## Begin PROVIDED MATERIAL

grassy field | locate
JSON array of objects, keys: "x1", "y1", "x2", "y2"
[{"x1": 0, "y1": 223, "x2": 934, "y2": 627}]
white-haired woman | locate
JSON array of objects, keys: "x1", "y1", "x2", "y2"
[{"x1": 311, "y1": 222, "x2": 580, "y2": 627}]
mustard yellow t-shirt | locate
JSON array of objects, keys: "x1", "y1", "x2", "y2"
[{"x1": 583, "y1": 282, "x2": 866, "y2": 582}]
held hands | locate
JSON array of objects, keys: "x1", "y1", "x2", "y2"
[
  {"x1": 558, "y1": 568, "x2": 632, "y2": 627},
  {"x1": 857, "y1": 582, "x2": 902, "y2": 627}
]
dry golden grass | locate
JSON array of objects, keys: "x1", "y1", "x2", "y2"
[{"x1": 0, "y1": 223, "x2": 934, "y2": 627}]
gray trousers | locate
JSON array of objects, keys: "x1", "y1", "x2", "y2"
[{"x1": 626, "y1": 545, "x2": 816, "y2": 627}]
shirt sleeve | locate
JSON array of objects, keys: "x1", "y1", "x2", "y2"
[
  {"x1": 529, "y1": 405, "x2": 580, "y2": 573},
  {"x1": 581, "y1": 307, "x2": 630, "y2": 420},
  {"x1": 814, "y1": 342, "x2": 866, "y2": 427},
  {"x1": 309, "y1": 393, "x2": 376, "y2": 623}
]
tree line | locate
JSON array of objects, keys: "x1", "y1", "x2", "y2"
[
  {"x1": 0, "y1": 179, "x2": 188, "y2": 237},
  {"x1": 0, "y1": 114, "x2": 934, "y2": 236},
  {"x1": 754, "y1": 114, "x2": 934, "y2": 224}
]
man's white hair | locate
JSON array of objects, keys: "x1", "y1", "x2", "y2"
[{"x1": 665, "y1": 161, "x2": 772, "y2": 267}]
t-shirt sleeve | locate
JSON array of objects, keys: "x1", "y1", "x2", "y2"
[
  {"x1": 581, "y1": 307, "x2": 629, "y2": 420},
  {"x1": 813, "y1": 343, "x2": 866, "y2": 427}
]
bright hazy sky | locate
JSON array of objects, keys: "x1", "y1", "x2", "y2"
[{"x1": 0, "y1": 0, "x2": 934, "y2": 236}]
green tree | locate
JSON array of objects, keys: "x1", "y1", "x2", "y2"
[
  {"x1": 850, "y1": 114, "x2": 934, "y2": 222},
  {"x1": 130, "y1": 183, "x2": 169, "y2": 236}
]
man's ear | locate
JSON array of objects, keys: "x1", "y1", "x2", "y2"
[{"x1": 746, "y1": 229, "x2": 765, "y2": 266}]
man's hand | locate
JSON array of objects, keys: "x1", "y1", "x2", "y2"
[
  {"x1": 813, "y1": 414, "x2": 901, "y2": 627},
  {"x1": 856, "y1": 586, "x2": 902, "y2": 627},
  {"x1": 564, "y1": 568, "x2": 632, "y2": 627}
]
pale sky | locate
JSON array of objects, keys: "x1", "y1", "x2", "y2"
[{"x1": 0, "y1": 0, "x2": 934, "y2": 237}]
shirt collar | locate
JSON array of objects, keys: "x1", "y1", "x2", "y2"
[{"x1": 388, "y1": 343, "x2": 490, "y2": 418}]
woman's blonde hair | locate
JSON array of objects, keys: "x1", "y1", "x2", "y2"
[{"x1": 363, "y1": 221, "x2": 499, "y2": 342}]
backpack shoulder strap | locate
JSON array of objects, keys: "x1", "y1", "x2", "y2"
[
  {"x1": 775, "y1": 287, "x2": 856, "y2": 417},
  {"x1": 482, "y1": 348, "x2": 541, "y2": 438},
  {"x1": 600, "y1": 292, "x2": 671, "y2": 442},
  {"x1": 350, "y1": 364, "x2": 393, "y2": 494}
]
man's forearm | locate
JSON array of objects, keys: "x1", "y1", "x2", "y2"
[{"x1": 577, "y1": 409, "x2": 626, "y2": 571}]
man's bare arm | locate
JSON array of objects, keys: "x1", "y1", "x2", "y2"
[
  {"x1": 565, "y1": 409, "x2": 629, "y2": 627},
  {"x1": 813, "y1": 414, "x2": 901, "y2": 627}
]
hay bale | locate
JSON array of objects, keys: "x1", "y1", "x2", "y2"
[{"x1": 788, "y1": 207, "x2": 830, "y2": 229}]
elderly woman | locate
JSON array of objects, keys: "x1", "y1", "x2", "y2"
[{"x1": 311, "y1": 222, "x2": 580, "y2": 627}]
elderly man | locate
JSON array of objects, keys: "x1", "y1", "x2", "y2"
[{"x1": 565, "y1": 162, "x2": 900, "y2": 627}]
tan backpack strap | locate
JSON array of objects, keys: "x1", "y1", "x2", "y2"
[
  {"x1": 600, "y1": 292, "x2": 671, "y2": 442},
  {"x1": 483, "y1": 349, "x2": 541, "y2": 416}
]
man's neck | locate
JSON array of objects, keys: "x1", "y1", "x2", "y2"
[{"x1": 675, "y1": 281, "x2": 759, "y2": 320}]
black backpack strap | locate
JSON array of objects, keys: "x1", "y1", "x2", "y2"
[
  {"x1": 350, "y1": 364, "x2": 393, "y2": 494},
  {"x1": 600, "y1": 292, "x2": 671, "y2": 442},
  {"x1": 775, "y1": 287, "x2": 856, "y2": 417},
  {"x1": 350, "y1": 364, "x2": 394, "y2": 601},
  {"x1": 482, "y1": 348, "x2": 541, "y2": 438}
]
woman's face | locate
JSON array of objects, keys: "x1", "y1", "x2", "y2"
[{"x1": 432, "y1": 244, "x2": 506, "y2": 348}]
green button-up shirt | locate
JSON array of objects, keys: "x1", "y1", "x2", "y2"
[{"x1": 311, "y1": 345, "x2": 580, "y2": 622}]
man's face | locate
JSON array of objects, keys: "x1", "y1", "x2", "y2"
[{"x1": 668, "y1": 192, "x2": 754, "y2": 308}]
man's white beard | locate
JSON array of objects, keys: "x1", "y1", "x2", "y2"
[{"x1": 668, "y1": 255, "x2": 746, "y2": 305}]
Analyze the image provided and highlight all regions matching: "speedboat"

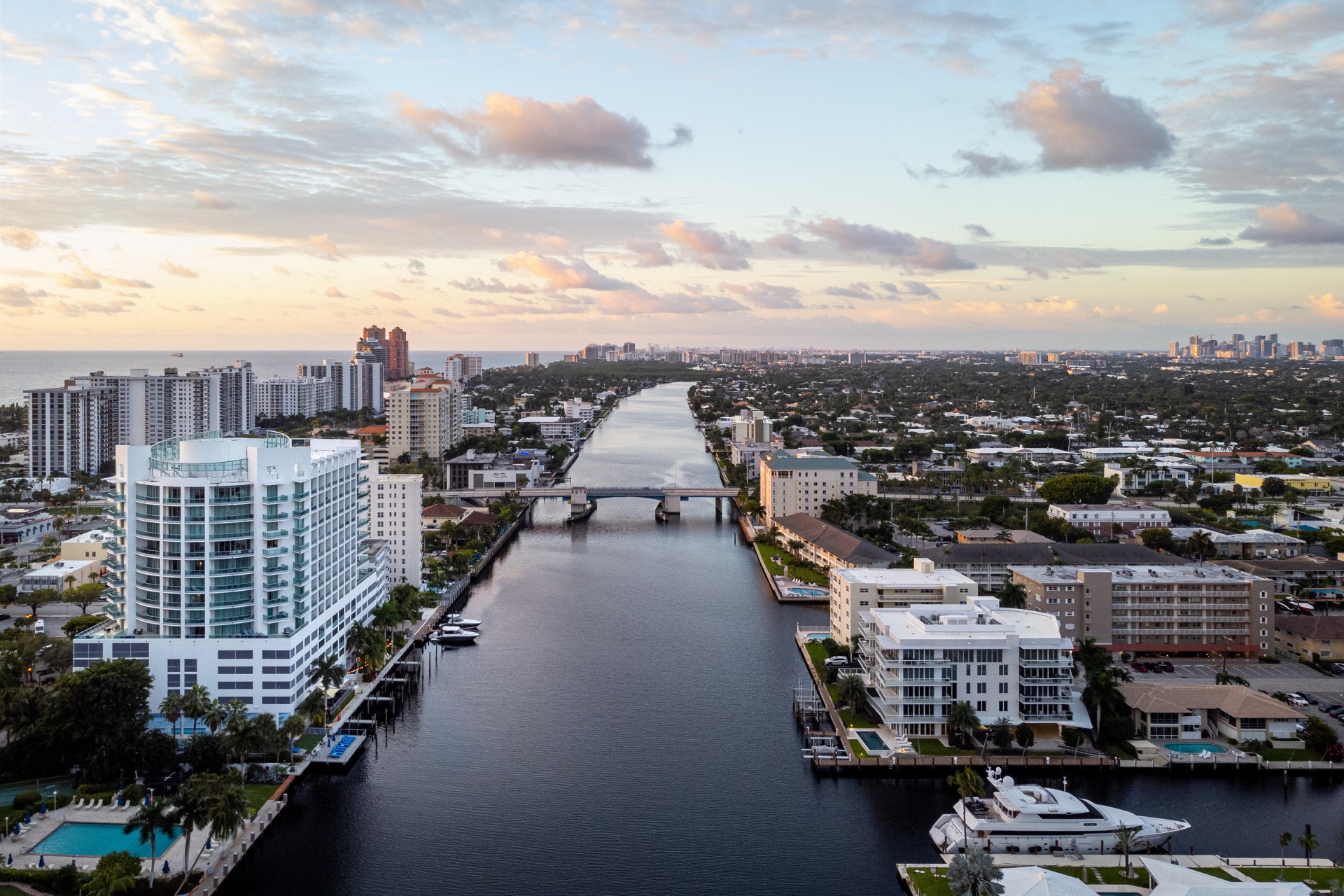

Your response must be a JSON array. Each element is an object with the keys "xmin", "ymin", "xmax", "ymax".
[
  {"xmin": 428, "ymin": 626, "xmax": 481, "ymax": 645},
  {"xmin": 929, "ymin": 769, "xmax": 1189, "ymax": 855}
]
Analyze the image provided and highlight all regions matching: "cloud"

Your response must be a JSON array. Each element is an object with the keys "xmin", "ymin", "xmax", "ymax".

## End PROVIDED MATERIAL

■ REQUIREMENTS: State how many of the lines above contain the string "regions". Reply with the number alone.

■ TASK OUTPUT: 2